[Saved entries]
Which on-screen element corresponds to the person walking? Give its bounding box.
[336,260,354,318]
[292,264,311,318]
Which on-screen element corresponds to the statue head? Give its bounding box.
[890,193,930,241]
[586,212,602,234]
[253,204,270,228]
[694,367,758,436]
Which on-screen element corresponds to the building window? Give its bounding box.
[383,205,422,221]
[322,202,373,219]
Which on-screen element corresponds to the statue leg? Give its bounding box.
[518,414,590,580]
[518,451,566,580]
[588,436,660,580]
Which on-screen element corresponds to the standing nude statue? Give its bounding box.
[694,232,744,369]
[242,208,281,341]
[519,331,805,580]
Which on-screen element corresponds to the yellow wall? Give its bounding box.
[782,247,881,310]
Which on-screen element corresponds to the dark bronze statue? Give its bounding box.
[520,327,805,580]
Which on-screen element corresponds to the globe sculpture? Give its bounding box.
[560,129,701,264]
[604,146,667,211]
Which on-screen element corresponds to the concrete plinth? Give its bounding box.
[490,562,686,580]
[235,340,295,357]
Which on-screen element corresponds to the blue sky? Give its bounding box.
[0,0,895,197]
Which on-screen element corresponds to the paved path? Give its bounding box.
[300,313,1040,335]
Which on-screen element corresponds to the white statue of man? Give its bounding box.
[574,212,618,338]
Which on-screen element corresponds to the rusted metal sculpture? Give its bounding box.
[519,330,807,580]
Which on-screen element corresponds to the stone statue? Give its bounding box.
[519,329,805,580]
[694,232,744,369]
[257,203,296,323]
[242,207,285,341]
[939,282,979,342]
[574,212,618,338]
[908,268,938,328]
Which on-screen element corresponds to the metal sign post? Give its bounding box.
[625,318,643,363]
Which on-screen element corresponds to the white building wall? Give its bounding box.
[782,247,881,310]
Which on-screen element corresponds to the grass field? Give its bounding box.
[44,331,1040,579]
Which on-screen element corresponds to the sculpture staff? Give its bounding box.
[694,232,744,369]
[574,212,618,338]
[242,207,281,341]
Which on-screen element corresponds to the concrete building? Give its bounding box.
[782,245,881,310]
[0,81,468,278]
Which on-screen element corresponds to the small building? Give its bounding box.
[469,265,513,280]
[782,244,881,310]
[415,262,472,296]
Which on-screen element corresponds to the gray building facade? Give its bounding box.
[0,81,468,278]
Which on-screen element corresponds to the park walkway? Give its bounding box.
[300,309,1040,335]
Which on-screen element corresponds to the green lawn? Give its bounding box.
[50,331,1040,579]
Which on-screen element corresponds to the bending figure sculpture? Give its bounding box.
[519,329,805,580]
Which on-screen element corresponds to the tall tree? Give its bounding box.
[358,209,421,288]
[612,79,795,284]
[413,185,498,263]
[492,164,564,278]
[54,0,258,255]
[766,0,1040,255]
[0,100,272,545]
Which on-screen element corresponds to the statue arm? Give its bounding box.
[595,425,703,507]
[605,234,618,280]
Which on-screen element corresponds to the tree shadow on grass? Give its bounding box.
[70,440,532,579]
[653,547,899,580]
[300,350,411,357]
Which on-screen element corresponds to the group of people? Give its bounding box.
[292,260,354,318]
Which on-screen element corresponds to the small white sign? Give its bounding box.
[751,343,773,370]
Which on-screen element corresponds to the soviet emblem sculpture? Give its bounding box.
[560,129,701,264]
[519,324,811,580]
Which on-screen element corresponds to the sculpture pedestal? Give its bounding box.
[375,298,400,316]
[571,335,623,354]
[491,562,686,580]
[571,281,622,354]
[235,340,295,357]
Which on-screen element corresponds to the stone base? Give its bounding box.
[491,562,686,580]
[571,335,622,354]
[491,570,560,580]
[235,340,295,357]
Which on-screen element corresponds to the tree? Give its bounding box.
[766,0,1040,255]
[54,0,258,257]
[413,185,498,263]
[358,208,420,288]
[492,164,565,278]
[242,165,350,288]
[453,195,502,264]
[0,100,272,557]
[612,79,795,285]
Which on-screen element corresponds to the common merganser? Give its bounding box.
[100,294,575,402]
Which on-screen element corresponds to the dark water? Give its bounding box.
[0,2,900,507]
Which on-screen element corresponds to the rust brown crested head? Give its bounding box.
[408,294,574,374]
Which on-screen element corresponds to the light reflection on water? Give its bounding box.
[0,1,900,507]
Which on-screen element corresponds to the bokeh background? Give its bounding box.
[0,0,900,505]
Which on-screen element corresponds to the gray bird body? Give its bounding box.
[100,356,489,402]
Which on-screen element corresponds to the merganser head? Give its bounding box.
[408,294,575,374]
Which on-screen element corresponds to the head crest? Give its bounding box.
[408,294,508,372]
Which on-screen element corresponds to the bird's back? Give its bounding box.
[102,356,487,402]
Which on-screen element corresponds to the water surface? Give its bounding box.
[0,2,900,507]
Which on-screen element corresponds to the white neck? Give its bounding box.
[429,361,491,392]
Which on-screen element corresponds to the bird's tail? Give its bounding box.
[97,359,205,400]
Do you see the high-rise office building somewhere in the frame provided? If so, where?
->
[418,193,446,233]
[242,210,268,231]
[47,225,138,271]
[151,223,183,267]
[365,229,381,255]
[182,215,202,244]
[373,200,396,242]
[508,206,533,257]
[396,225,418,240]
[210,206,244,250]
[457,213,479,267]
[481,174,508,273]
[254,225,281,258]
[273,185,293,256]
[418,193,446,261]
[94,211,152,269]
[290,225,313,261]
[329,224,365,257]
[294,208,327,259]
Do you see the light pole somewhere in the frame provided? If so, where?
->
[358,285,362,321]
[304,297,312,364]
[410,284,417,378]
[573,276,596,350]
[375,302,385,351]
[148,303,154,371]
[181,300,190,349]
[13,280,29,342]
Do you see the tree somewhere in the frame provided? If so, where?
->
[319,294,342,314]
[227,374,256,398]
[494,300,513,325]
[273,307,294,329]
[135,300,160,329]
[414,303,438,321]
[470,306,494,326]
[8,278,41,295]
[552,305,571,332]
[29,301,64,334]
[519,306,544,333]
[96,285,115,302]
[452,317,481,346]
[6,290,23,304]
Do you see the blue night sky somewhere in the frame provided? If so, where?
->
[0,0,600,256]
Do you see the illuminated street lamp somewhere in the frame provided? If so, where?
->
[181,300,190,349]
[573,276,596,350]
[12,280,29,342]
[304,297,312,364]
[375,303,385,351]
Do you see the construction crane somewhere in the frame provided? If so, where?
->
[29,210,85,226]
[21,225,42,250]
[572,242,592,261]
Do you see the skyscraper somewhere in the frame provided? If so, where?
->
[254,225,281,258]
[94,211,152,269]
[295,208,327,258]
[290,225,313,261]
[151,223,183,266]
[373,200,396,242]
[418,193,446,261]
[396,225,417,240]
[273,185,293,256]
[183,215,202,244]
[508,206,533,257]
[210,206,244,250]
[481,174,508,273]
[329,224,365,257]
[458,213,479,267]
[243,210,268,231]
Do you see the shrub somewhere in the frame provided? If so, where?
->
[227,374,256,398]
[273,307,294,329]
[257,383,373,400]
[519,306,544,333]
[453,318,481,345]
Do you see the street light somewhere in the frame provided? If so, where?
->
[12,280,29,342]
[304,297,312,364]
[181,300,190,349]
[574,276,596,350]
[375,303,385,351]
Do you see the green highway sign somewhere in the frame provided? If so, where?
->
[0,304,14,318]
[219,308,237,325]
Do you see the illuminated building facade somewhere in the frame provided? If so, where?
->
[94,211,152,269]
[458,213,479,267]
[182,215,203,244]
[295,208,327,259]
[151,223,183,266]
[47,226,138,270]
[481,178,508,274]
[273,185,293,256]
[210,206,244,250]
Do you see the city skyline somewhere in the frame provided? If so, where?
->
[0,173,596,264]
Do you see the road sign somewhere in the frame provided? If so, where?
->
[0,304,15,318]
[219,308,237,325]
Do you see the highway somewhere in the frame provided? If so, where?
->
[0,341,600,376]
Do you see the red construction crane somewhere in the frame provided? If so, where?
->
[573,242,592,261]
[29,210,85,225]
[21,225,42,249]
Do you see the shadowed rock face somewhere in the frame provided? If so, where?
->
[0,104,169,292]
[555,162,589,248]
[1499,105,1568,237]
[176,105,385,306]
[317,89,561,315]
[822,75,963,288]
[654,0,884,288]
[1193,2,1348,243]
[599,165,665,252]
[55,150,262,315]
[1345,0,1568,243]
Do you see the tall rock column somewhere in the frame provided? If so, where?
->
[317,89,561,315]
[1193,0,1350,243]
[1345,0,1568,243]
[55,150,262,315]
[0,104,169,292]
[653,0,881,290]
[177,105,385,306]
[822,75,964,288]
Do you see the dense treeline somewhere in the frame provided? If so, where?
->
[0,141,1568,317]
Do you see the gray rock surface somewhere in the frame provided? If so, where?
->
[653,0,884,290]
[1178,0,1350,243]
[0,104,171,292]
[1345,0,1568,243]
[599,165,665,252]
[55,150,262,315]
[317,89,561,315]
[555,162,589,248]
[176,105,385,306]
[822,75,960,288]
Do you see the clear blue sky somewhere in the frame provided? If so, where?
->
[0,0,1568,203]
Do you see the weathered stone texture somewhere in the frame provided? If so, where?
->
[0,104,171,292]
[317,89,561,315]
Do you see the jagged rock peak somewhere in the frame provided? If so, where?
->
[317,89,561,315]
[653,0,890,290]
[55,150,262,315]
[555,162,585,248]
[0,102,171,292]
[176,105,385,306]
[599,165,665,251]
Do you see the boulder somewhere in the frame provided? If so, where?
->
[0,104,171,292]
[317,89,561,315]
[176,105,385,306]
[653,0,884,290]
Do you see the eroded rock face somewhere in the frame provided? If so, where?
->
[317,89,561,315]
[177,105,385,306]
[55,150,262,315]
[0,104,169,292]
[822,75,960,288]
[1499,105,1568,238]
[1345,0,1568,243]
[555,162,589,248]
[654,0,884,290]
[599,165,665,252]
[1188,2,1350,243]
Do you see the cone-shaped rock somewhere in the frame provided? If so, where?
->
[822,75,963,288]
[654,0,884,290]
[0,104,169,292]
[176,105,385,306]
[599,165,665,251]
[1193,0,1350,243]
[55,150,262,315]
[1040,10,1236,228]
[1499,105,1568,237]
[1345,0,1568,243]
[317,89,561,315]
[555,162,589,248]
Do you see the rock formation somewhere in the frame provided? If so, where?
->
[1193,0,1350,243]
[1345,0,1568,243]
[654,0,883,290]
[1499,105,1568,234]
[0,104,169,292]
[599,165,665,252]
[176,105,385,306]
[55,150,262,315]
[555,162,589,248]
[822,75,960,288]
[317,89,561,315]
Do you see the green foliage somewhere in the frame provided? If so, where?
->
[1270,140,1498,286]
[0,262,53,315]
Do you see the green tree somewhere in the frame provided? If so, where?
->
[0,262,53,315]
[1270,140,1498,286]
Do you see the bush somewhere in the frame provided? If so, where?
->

• Problem requirements: Rewrite the part of the data that opens with the line containing "Which on-screen element corresponds to the bird's tail?" and closes with the line containing "[97,359,205,400]", replacing "tail" with "wing" and keeping everything else the same.

• Worked solution:
Which on-screen element corresponds to the bird's wing? Give its bounding box.
[97,359,205,400]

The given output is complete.